--- Texte ---

Alors que les combats font toujours rage autour de la ville de Bakhmout en Ukraine, les offensives russes se poursuivent aussi sur le terrain informationnel. Ces derniers jours, une vidéo circule censée montrer l’agression d’une femme et d’un enfant par deux supposés soldats ukrainiens. En réalité, il s’agit là d’un nouvel exemple de fausse information diffusée par la propagande russe.

Cette vidéo, vous l’avez peut-être déjà vue circuler sur Twitter, Telegram ou Facebook. Elle est filmée depuis l’intérieur d’une voiture par une caméra embarquée, braquée en direction de la route. Le véhicule roule sur une piste isolée, en pleine campagne, avant de se faire arrêter par un 4x4 arborant un drapeau ukrainien sur le pare-choc arrière.

Deux hommes, en tenue de l’armée ukrainienne, sortent alors de la voiture. À en croire la bande son, en ukrainien, un des deux hommes contrôle les deux passagers, une femme russophone et un enfant, avant que cela dérape. Le millaire frappe la porte de la voiture, crie et finit par tirer plusieurs fois avec son arme avant de s’en aller. Sous le choc, la femme et le bébé sont en pleurs.

--- Enregistrements concernés ---

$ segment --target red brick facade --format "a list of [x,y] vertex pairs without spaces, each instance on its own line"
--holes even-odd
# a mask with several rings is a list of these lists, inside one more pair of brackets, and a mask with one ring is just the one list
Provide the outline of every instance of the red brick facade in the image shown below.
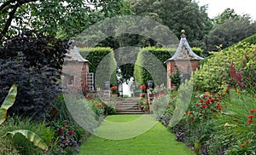
[[173,88],[170,75],[176,73],[176,66],[178,68],[180,73],[191,73],[199,68],[199,60],[176,60],[167,61],[167,88]]

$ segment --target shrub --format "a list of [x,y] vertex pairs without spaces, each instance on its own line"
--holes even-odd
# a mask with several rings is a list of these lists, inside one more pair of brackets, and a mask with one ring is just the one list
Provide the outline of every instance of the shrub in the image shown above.
[[67,49],[66,42],[33,32],[0,47],[0,103],[13,83],[19,85],[9,114],[49,118],[51,102],[60,94],[60,71]]
[[[207,61],[200,66],[200,70],[195,72],[193,79],[196,90],[218,92],[226,88],[225,81],[230,78],[230,62],[232,61],[236,71],[250,72],[255,76],[255,45],[239,43],[228,50],[220,51],[213,55]],[[248,59],[245,60],[245,55]],[[246,66],[242,61],[247,61]]]
[[134,68],[135,79],[141,84],[146,84],[148,81],[154,78],[154,83],[160,85],[163,81],[166,81],[166,76],[152,76],[163,75],[163,70],[166,72],[166,65],[164,62],[171,58],[172,54],[174,54],[173,49],[164,48],[148,47],[140,50]]
[[203,50],[201,48],[193,47],[193,48],[191,48],[191,49],[198,56],[202,56]]
[[[9,118],[0,126],[0,136],[4,135],[9,131],[15,131],[22,129],[37,134],[48,146],[54,139],[54,130],[44,123],[34,123],[32,118],[21,119],[20,118]],[[3,139],[4,141],[11,141],[11,145],[21,154],[44,154],[44,151],[34,146],[24,135],[16,134],[13,137],[8,135]]]
[[[103,85],[106,81],[110,81],[111,85],[116,85],[117,64],[114,60],[113,51],[110,48],[83,48],[79,49],[81,55],[89,60],[90,72],[100,75],[96,77],[96,83]],[[100,66],[100,67],[99,67]],[[98,68],[99,67],[99,68]],[[102,75],[103,74],[103,75]]]

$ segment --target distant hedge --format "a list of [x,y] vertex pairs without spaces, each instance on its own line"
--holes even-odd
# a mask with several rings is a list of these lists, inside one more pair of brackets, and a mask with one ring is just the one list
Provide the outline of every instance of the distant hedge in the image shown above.
[[140,84],[153,80],[155,84],[166,82],[166,64],[176,49],[148,47],[139,51],[134,68],[134,77]]
[[110,48],[83,48],[79,49],[81,55],[89,60],[89,72],[95,73],[96,83],[102,86],[104,82],[109,81],[110,84],[115,86],[116,80],[116,60],[113,50]]
[[198,56],[202,56],[203,50],[201,48],[193,47],[191,49]]

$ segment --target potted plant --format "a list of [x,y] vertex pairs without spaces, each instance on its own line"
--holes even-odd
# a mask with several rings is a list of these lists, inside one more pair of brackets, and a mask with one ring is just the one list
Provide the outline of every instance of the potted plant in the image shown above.
[[141,97],[139,99],[139,105],[138,105],[139,110],[143,110],[143,103],[144,103],[144,99],[143,97]]
[[140,86],[140,89],[141,89],[141,94],[140,94],[140,97],[143,97],[143,98],[145,98],[146,96],[146,85],[143,84]]
[[117,86],[113,86],[110,88],[110,89],[111,89],[112,95],[117,98],[118,97]]
[[143,110],[145,112],[148,112],[148,109],[149,109],[149,106],[148,105],[144,105],[143,106]]

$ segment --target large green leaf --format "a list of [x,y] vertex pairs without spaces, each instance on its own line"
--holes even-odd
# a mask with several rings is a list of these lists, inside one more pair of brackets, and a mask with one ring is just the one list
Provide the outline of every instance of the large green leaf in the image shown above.
[[45,144],[45,142],[37,134],[35,134],[32,131],[26,130],[26,129],[18,129],[18,130],[14,130],[12,132],[7,132],[4,136],[8,135],[12,135],[12,136],[14,136],[15,134],[18,133],[24,135],[28,141],[33,142],[35,146],[42,148],[43,150],[48,151],[48,146]]
[[7,110],[14,105],[16,95],[17,86],[15,84],[13,84],[9,91],[8,95],[3,100],[2,106],[0,107],[0,124],[2,124],[5,121],[7,116]]

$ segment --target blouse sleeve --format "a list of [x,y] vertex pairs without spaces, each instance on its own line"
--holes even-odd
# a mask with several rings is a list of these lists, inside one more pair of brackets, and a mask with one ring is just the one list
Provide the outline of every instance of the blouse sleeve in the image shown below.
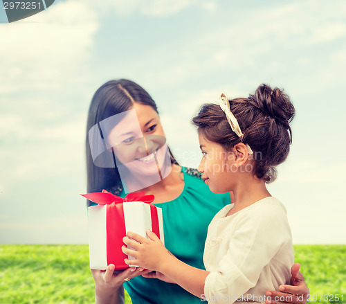
[[253,287],[262,269],[291,239],[285,211],[269,207],[253,208],[238,222],[227,253],[206,278],[207,298],[236,299]]

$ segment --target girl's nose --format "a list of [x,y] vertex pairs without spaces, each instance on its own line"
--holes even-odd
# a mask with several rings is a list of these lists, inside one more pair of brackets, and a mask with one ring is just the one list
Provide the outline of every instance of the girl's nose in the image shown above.
[[147,155],[147,143],[144,137],[137,138],[137,152],[138,158],[144,157]]

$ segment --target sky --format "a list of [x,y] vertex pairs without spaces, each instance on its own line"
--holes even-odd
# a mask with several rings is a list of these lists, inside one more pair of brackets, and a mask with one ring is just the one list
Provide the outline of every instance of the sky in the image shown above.
[[344,0],[66,0],[0,23],[0,243],[87,244],[87,110],[128,78],[190,167],[200,105],[284,89],[293,144],[269,191],[294,244],[346,244],[345,15]]

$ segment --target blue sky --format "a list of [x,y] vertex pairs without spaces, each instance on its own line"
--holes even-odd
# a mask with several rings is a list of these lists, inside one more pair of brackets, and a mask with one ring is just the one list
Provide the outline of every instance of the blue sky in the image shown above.
[[67,0],[0,24],[0,243],[87,243],[86,112],[125,78],[152,96],[192,167],[199,105],[284,88],[293,143],[269,190],[294,243],[345,244],[345,15],[343,0]]

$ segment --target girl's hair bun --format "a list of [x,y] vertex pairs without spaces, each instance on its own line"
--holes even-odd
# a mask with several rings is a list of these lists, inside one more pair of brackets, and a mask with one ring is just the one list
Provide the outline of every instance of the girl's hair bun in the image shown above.
[[263,84],[249,98],[264,114],[286,129],[289,128],[289,123],[293,119],[295,111],[289,97],[283,90],[277,87],[271,89],[268,84]]

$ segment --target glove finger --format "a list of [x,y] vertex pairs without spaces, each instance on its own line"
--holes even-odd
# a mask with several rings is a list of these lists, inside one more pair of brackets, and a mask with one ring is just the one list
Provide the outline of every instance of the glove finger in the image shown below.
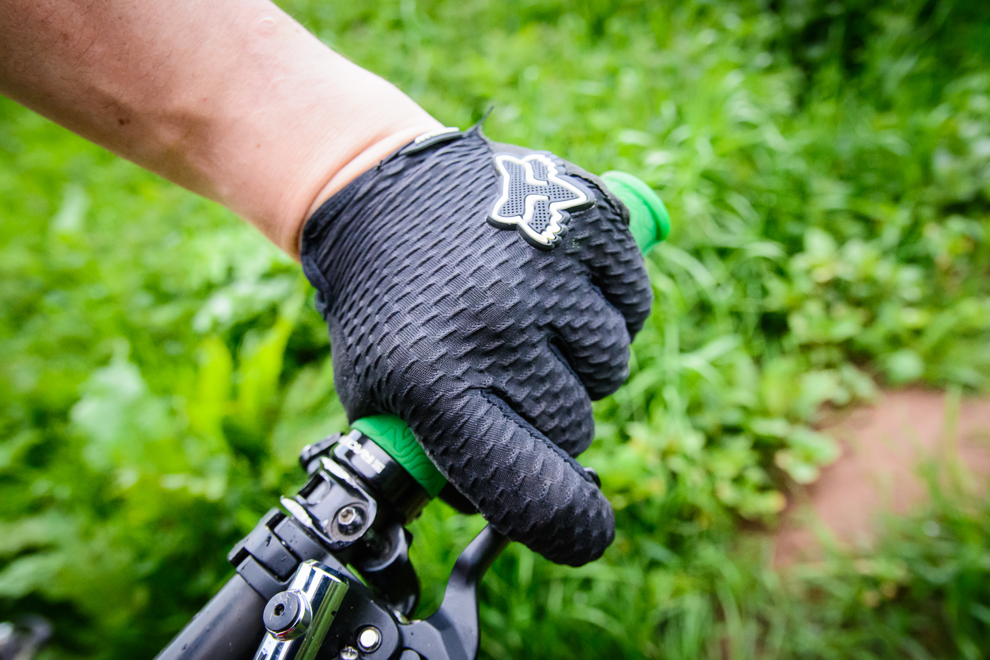
[[629,377],[630,334],[625,317],[587,280],[555,301],[547,325],[562,357],[591,400],[608,396]]
[[588,448],[595,432],[591,399],[558,346],[544,345],[534,353],[525,370],[506,372],[499,400],[504,399],[536,433],[577,456]]
[[577,213],[571,222],[578,258],[591,282],[626,320],[630,338],[649,316],[653,291],[643,254],[629,231],[628,212],[597,176],[586,181],[598,188],[595,207]]
[[450,484],[513,541],[570,566],[612,543],[615,516],[601,491],[493,394],[471,389],[438,401],[410,426]]

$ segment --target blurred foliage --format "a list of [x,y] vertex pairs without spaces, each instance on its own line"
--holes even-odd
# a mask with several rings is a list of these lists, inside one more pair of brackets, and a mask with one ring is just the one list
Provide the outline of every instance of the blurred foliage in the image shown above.
[[[934,481],[871,554],[781,575],[744,532],[877,384],[990,387],[984,2],[287,0],[449,125],[652,184],[674,219],[597,404],[606,557],[513,546],[489,657],[990,657],[990,509]],[[0,618],[149,657],[344,428],[299,269],[226,211],[0,99]],[[481,521],[432,504],[436,605]]]

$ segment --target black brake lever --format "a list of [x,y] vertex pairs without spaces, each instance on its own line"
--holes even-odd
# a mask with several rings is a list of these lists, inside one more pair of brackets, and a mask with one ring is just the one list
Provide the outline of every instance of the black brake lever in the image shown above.
[[440,608],[425,620],[399,626],[403,647],[427,660],[474,660],[481,640],[478,584],[508,545],[491,525],[482,529],[457,557]]

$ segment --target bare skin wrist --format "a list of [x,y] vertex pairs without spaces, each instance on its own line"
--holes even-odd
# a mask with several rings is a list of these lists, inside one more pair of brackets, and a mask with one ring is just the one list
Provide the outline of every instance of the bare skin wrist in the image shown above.
[[256,226],[441,126],[268,0],[0,0],[0,92]]

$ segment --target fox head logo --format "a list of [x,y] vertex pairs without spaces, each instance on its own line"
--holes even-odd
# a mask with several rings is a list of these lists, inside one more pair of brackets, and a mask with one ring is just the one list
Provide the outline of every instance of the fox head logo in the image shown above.
[[519,158],[496,154],[502,194],[488,222],[499,229],[519,230],[530,245],[552,250],[567,234],[570,212],[595,205],[595,196],[570,176],[559,175],[556,164],[544,154]]

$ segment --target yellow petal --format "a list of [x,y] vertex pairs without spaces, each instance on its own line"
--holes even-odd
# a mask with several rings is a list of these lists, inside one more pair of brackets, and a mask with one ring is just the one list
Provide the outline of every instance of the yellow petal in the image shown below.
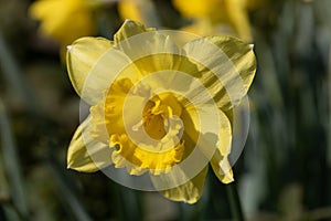
[[121,28],[116,32],[114,35],[115,43],[119,43],[126,39],[129,39],[130,36],[141,34],[148,31],[154,31],[154,29],[147,29],[142,23],[132,21],[132,20],[126,20]]
[[232,128],[228,118],[222,110],[220,110],[220,116],[222,116],[220,122],[222,130],[218,135],[218,145],[211,159],[211,165],[220,181],[223,183],[229,183],[234,181],[231,165],[227,159],[232,146]]
[[[206,109],[206,107],[204,109]],[[233,173],[227,160],[232,145],[232,127],[227,116],[221,109],[217,112],[218,124],[215,123],[215,117],[213,116],[211,116],[209,120],[201,120],[195,108],[185,108],[185,112],[183,112],[182,115],[185,134],[189,137],[185,138],[185,141],[190,141],[191,139],[192,143],[200,144],[200,150],[205,154],[206,157],[211,158],[210,162],[216,177],[222,182],[228,183],[233,181]],[[207,131],[206,129],[201,131],[202,124],[210,124],[207,129],[211,129],[211,131]],[[217,135],[214,133],[216,129],[212,128],[215,125],[221,127]],[[212,155],[211,151],[213,151]]]
[[67,168],[82,172],[94,172],[111,164],[111,151],[107,145],[90,136],[90,117],[76,129],[67,150]]
[[197,77],[226,110],[246,95],[256,71],[252,45],[232,36],[209,36],[189,42],[186,56],[197,71],[182,64],[180,71]]
[[172,201],[183,201],[192,204],[195,203],[203,193],[207,170],[209,167],[206,166],[194,178],[189,179],[188,182],[167,190],[162,190],[167,183],[173,186],[173,183],[177,183],[178,180],[180,180],[179,178],[185,179],[185,172],[181,170],[180,173],[175,176],[151,176],[151,181],[154,188],[161,190],[160,193],[166,198]]
[[100,56],[113,46],[103,38],[82,38],[68,46],[67,71],[71,82],[81,96],[85,80]]

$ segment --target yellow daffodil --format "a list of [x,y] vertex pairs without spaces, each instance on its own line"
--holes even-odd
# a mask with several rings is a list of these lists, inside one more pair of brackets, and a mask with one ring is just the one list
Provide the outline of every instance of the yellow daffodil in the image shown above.
[[38,0],[30,14],[40,20],[43,35],[66,46],[74,40],[95,34],[95,20],[88,0]]
[[254,52],[235,38],[179,36],[127,20],[114,41],[82,38],[68,46],[72,84],[90,105],[68,168],[122,168],[188,203],[202,196],[209,162],[222,182],[234,180],[228,113],[252,84]]
[[[215,34],[221,29],[227,33],[237,33],[246,41],[252,41],[247,9],[255,9],[263,0],[173,0],[174,7],[186,18],[196,23],[185,30],[201,35]],[[234,30],[226,30],[221,24],[229,24]],[[220,33],[220,32],[218,32]]]

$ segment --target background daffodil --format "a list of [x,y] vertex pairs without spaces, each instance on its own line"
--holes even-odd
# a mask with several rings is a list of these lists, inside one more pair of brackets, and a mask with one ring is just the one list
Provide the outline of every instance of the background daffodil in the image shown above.
[[30,14],[40,20],[40,31],[61,45],[93,35],[96,24],[92,2],[88,0],[39,0],[31,4]]
[[194,20],[193,24],[184,28],[185,31],[201,35],[231,33],[248,42],[252,41],[248,9],[255,9],[263,3],[261,0],[173,0],[172,2],[184,17]]
[[148,173],[164,197],[189,203],[203,192],[209,161],[222,182],[233,181],[225,113],[252,84],[254,52],[229,36],[180,42],[128,20],[114,41],[82,38],[68,48],[72,84],[90,105],[70,145],[68,168]]

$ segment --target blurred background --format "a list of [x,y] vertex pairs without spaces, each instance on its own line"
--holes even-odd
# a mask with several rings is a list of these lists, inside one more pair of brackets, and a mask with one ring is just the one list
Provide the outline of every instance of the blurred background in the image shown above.
[[233,220],[212,172],[190,206],[66,169],[79,124],[66,45],[111,39],[125,19],[253,43],[250,128],[234,167],[244,214],[331,220],[330,0],[0,0],[0,221]]

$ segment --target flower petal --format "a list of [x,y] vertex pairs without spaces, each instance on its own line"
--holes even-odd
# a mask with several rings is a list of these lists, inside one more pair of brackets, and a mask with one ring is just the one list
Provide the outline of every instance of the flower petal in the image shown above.
[[82,38],[68,46],[67,71],[71,82],[81,96],[85,80],[100,56],[113,46],[104,38]]
[[[183,170],[179,170],[181,173],[175,176],[151,176],[151,180],[153,186],[157,190],[160,190],[164,187],[164,183],[169,183],[172,186],[178,181],[178,178],[181,177],[185,179],[186,175]],[[160,193],[163,194],[166,198],[173,200],[173,201],[184,201],[188,203],[195,203],[202,196],[204,183],[205,183],[205,176],[209,171],[209,167],[204,167],[193,179],[189,179],[188,182],[183,185],[179,185],[178,187],[161,190]],[[178,177],[179,176],[179,177]]]
[[199,77],[213,95],[218,107],[227,110],[246,95],[256,71],[253,48],[232,36],[209,36],[189,42],[186,56],[199,71],[180,71]]
[[[204,108],[206,109],[206,107]],[[216,177],[224,183],[233,181],[233,173],[227,160],[227,156],[231,152],[232,147],[232,127],[227,116],[218,109],[218,125],[221,127],[220,134],[211,131],[201,131],[201,119],[195,113],[194,108],[186,108],[183,112],[183,122],[185,126],[185,134],[192,140],[192,143],[199,143],[202,145],[199,147],[206,157],[211,156],[211,151],[214,150],[211,157],[211,165]],[[210,122],[214,122],[214,117]],[[215,125],[215,123],[213,123]],[[188,140],[188,138],[185,139]],[[215,149],[214,149],[215,148]]]
[[76,129],[67,150],[67,168],[82,172],[94,172],[111,164],[111,151],[107,145],[90,136],[90,117]]

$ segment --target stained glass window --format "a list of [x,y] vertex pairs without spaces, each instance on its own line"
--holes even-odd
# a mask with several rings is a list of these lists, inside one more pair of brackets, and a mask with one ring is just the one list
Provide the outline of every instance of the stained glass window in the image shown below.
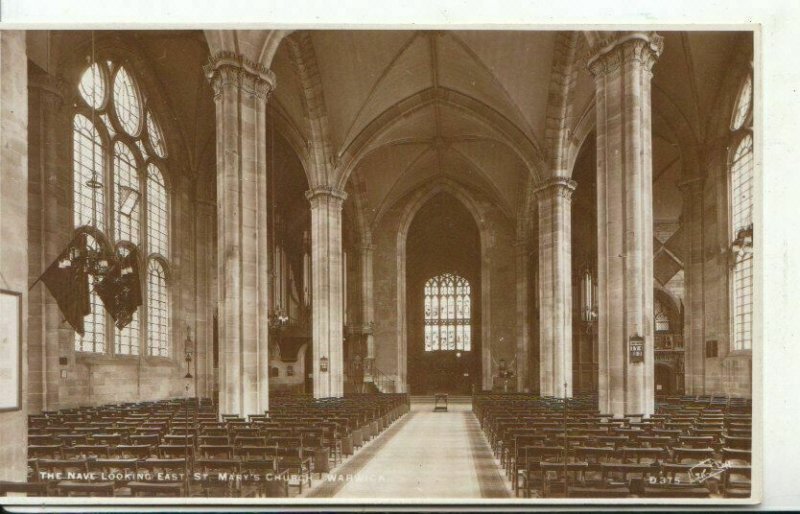
[[733,349],[749,350],[753,342],[753,254],[747,253],[733,270]]
[[167,189],[154,164],[147,167],[147,244],[151,254],[169,255]]
[[661,305],[661,302],[658,300],[654,300],[653,304],[653,311],[655,312],[656,320],[656,332],[669,332],[669,317],[667,316],[667,311],[664,310],[664,306]]
[[125,132],[131,136],[138,135],[142,106],[139,102],[136,85],[125,68],[117,70],[114,78],[114,112]]
[[746,135],[731,162],[731,228],[733,237],[753,223],[753,138]]
[[[154,113],[145,110],[144,92],[125,67],[109,60],[87,66],[77,93],[85,105],[76,105],[73,117],[74,226],[94,227],[112,245],[122,241],[137,245],[148,264],[142,270],[143,310],[137,310],[124,329],[110,327],[105,307],[92,291],[85,335],[75,336],[75,350],[138,355],[147,348],[151,355],[168,356],[169,202],[164,134]],[[86,113],[87,107],[91,114]],[[94,239],[90,244],[98,247]],[[99,277],[89,280],[93,285]],[[107,337],[113,337],[113,342],[107,342]]]
[[742,128],[750,115],[753,106],[753,78],[747,76],[739,91],[739,98],[736,100],[736,109],[733,112],[733,122],[731,128],[739,130]]
[[444,273],[425,283],[425,351],[470,351],[472,347],[469,282]]
[[[750,350],[753,342],[753,77],[742,84],[734,107],[730,161],[731,348]],[[747,234],[747,230],[750,234]]]
[[162,159],[167,156],[167,147],[164,144],[164,136],[161,134],[161,129],[158,123],[153,119],[150,111],[147,112],[147,137],[150,138],[150,146],[153,151]]
[[[76,114],[72,130],[72,194],[75,227],[103,230],[105,212],[103,142],[89,118]],[[98,187],[92,187],[95,184]]]
[[[89,250],[97,251],[100,245],[92,236],[86,237]],[[106,351],[106,315],[103,302],[94,292],[98,278],[89,276],[89,305],[92,311],[83,318],[83,337],[75,332],[75,349],[79,352],[103,353]]]
[[81,76],[78,90],[89,107],[99,109],[106,97],[105,72],[98,63],[89,66]]
[[147,265],[147,348],[150,355],[167,357],[169,342],[167,278],[157,259]]
[[115,352],[119,355],[139,355],[139,311],[122,330],[114,327]]
[[117,241],[139,244],[139,174],[130,148],[114,145],[114,217]]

---

- _Tâches_
[A] Mettez dans un tableau Markdown les lignes des enregistrements, en partant du début des enregistrements et en terminant par la ligne qui contient « Provide the outline of every instance of the red ». Utilisez les colonnes « N° » et « Ligne », et omettez les lignes vides.
[B] Rédigez la suite du texte sur la fausse vidéo d'agression attribuée à des soldats ukrainiens.

- _Réponses_
[A]
| N° | Ligne |
|---|---|
| 1 | $ segment --target red brick facade --format "a list of [x,y] vertex pairs without spaces, each instance on its own line" |
| 2 | --holes even-odd |
| 3 | # a mask with several rings is a list of these lists, inside one more pair of brackets, and a mask with one ring is just the one list |
| 4 | Provide the outline of every instance of the red brick facade in the image shown below. |

[B]
Cette vidéo a d’abord été diffusée dans des médias russes et des chaînes Telegram très populaires, dès le lundi 27 mars. On la retrouve ensuite sur le compte twitter officiel du ministère des Affaires étrangères russe, accompagné du slogan « nazi un jour, nazi toujours ». Elle a enfin été partagée en masse sur les réseaux par les  relais de la propagande du Kremlin.

Selon eux, les images montreraient des soldats ukrainiens en train de semer volontairement la terreur. L’un deux aurait, toujours selon la version russe, insulté et menacé la passagère lorsque celle-ci aurait parlé en russe. Cette vidéo est donc présentée comme une preuve de la prétendue barbarie de l’armée ukrainienne. En réalité, ce narratif est totalement fallacieux.

Une mise en scène tournée en zone occupée

Des enquêteurs en source ouverte, autrement appellés chercheurs en Osint, ont réussi à géolocaliser précisément cette vidéo, prouvant que le narratif russe ne tient pas. Grâce au tracé de la route, à la végétation, aux éléments visibles dans le décor et grâce à la projection des ombres, on sait que la scène se déroule à Makiivka, à l’Est de Donetsk. Des résidents locaux se sont rendus sur place pour confirmer cette géolocalisation. 

La scène se déroule dans un territoire occupé par la Russie depuis 2014. Il est donc impossible que des soldats ukrainiens opèrent de cette façon dans la zone, avec un véhicule portant le drapeau bleu et jaune. Cette vidéo est donc une mise en scène.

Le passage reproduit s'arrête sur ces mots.